● TASK DESCRIPTION
Please render every line of the records below as a JSON list of strings, one string per line, skipping blank lines. Leave the pictures out of the answer.

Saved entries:
-=-=-=-=-

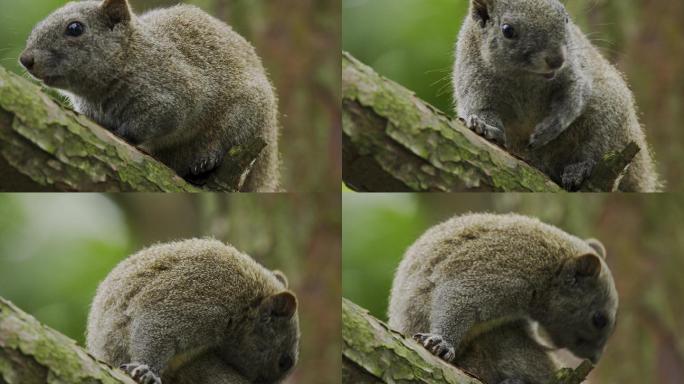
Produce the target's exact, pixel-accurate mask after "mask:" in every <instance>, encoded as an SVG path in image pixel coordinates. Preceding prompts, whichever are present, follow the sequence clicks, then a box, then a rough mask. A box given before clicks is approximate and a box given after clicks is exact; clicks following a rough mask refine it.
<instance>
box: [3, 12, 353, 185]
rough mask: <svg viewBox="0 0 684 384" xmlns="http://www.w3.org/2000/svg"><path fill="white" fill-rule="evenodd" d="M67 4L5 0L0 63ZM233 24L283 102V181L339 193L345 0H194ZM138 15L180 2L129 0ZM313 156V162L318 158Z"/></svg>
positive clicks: (280, 123) (18, 67)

-=-=-=-=-

● OUTPUT FOR THIS TASK
[
  "Produce the target's exact, pixel-accurate mask after \"mask:\" in every <instance>, encoded as an SVG path in image pixel coordinates. Preceding prompts, whichever are present, follow the sequence clicks, then a box, then a rough mask. A box given before clicks is approximate and a box given after clicks is exact; clicks following a rough mask refine it.",
  "<instance>",
  "box: [3, 12, 353, 185]",
  "rough mask: <svg viewBox=\"0 0 684 384\" xmlns=\"http://www.w3.org/2000/svg\"><path fill=\"white\" fill-rule=\"evenodd\" d=\"M67 4L5 0L0 63ZM233 24L283 102V181L339 193L345 0H194ZM138 15L180 2L129 0ZM313 156V162L318 158Z\"/></svg>",
  "positive clicks: (280, 123) (18, 67)"
]